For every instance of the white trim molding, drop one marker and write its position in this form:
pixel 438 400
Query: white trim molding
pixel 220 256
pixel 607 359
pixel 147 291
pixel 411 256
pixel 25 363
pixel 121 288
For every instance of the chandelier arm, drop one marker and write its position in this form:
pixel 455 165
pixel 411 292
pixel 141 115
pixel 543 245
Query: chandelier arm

************

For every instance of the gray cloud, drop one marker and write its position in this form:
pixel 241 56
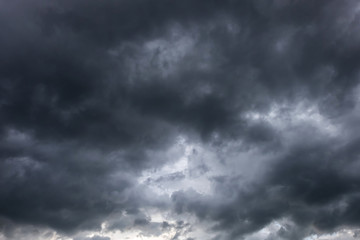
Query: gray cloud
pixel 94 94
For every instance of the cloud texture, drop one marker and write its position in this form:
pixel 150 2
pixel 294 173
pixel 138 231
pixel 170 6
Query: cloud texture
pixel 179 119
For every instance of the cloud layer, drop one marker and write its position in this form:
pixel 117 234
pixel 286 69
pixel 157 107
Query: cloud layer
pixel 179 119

************

EXERCISE =>
Above are the records. Print exactly, and only, the lines from the line with "For every instance of the white" to the line with "For every instance of the chandelier", both inclusive.

EXPECTED OUTPUT =>
For every instance of the white trim molding, drop one marker and write its position in this form:
pixel 438 400
Query: white trim molding
pixel 220 256
pixel 607 359
pixel 147 291
pixel 411 256
pixel 25 363
pixel 121 288
For every instance of the chandelier arm, drop one marker and write its position in this form:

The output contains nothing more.